KUTIPAN TEKS:
----------

Dalam ajaran hukum positif di lihat pada praktiknya, hukum sesungguhnya berkaitan dengan kepastian hukum, bukan keadilan hukum. Keadilan hukum adalah sesuatu yang dominan dalam perbincangan tentang filsafat hukum dan politik hukum. Tema-tema ini dibahas sebagai wacana akademik oleh para sarjana hukum di kelas-kelas di perguruan tinggi. Para praktisi hukum yang meliputi polisi, jaksa, hakim, dan para penasihat dan pembela hukum, berkaitanl dengan apa yang tertulis dalam kitab undang-undang, bukan pada prinsip-prinsip abstrak yang memenuhi buku-buku teks pengajaran hukum dan ilmu hukum. Dengan kata lain, para praktisi hukum sangat terikat dengan apa yang ditulis dalam hukum positif, bukan dalam hukum yang diidealkan oleh para sarjana dan ilmuwan hukum lainnya.
Dalam ajaran hukum positif, sangat jelas apa yang dianggap hukum dan bukan. Yang disebut pertama selalu terdapat dalam undang-undang dan peraturan lainnya, sekurang-kurangnya termaktub di dalamnya secara implisit. Apa yang tidak tertulis dalam undang-undang, bukanlah hukum positif betapapun itu dipercaya sebagai keharusan dan ideal serta adil oleh banyak orang. Karena itu menilai sebuah keputusan hukum sebagai adil atau tidak adalah sebuah pekerjaan yang mungkin berguna bagi banyak orang termasuk ahli hukum, ahli ilmu politik, atau bahkan para politisi, tetapi tidak untuk para praktisi hukum yang bekerja dalam kerangka ajaran hukum positif.
Dalam pemikiran seperti itulah, perbincangan tentang hukum sungguh memang tak dapat dipisahkan dari perbincangan tentang politik dan kekuasaan . Sebagai sebuah produk politik, hukum adalah sebuh naskah yang di dalamnya mengandung pemihakan nilai. Ia tidak dan tidak pernah netral dari nilai atau sejumlah nilai tertentu. Begitu pula, ketika naskah itu diimplementasikan dalam sebuah ruang sosial oleh birokrasi penegak hukum dengan melihat beberapa pertimbangan.

----------

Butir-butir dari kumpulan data

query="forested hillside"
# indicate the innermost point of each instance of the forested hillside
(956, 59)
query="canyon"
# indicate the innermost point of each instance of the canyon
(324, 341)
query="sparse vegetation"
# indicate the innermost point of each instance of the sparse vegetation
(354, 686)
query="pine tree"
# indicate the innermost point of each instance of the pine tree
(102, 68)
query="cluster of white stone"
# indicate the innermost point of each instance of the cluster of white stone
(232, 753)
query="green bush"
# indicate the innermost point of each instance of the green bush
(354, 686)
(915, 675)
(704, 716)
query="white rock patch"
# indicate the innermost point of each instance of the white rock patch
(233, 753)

----------

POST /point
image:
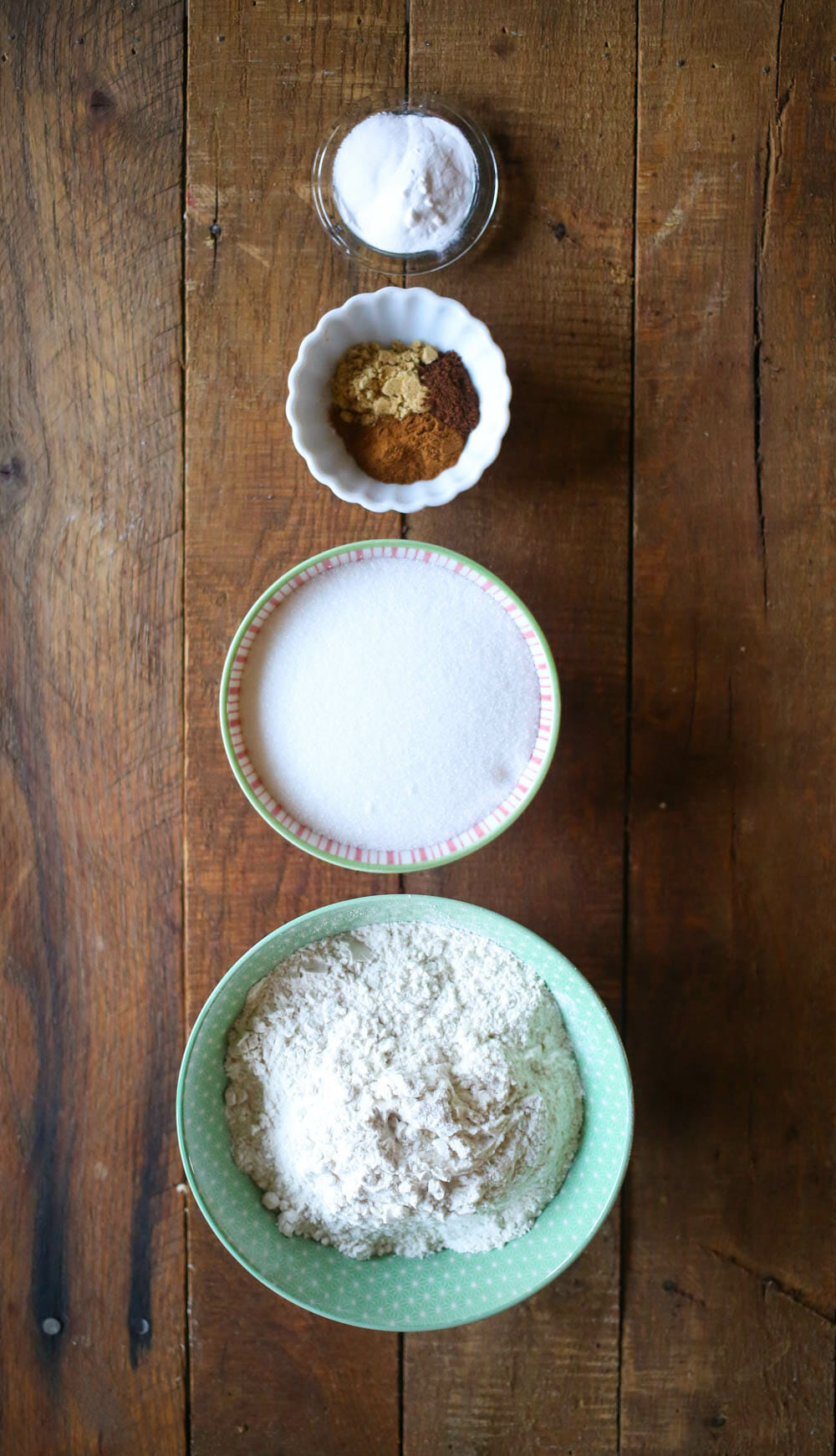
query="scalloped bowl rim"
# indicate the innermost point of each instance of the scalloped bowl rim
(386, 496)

----------

SOAL LATIHAN:
(A) Sunting bagian teks tentang hukum positif yang dibuka dengan kata-kata "Dalam ajaran hukum positif, sangat" dan ditutup dengan "ajaran hukum positif.". Tulis bagian itu lagi dengan "undang-undang" diganti menjadi "kitab hukum".
(B) Apakah setiap pernyataan ini sesuai dengan teks tentang hukum positif? Jawab ya atau tidak, lalu kutip kata-kata dari teks yang menjadi dasarnya.
(i) Hakim termasuk praktisi hukum.
(ii) Hukum sebagai produk politik bersifat netral dari nilai.
(iii) Hal yang tidak tertulis dalam undang-undang tetap dianggap hukum positif bila banyak orang menganggapnya adil.
Baris-baris data di atas sama sekali tidak dipakai di sini.

JAWABAN BERURUTAN:
(A)
Dalam ajaran hukum positif, sangat jelas apa yang dianggap hukum dan bukan. Yang disebut pertama selalu terdapat dalam kitab hukum dan peraturan lainnya, sekurang-kurangnya termaktub di dalamnya secara implisit. Apa yang tidak tertulis dalam kitab hukum, bukanlah hukum positif betapapun itu dipercaya sebagai keharusan dan ideal serta adil oleh banyak orang. Karena itu menilai sebuah keputusan hukum sebagai adil atau tidak adalah sebuah pekerjaan yang mungkin berguna bagi banyak orang termasuk ahli hukum, ahli ilmu politik, atau bahkan para politisi, tetapi tidak untuk para praktisi hukum yang bekerja dalam kerangka ajaran hukum positif.

(B)
(i) Ya: "Para praktisi hukum yang meliputi polisi, jaksa, hakim, dan para penasihat dan pembela hukum"
(ii) Tidak: "Ia tidak dan tidak pernah netral dari nilai atau sejumlah nilai tertentu."
(iii) Tidak: "Apa yang tidak tertulis dalam undang-undang, bukanlah hukum positif betapapun itu dipercaya sebagai keharusan dan ideal serta adil oleh banyak orang."